>> BEGIN INPUT RECORDS

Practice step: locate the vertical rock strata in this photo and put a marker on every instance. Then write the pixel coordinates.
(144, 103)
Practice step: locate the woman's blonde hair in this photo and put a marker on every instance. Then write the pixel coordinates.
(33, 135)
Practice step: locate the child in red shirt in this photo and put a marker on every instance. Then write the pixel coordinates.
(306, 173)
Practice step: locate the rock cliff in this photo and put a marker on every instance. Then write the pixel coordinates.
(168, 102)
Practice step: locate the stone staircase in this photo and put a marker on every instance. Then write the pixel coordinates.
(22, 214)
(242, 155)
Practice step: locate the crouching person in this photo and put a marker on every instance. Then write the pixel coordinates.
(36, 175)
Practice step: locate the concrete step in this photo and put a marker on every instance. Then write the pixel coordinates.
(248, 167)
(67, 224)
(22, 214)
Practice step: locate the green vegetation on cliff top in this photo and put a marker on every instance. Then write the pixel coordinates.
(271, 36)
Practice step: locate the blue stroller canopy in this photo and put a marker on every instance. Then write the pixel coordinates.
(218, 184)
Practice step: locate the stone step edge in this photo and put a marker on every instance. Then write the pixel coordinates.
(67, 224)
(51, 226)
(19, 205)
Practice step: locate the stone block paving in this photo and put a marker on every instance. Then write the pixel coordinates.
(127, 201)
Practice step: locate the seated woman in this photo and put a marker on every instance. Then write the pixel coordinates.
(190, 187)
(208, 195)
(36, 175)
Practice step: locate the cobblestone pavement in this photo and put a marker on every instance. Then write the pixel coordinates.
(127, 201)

>> END INPUT RECORDS

INSTRUCTIONS TO FOLLOW >>
Please transcribe every line from the one containing "Practice step: locate the cobblestone" down to the end of the data, keeping each line unchanged.

WRITTEN ANSWER >>
Practice step: locate the cobblestone pavement in this photo and put a marker on every instance. Then write the pixel coordinates.
(127, 201)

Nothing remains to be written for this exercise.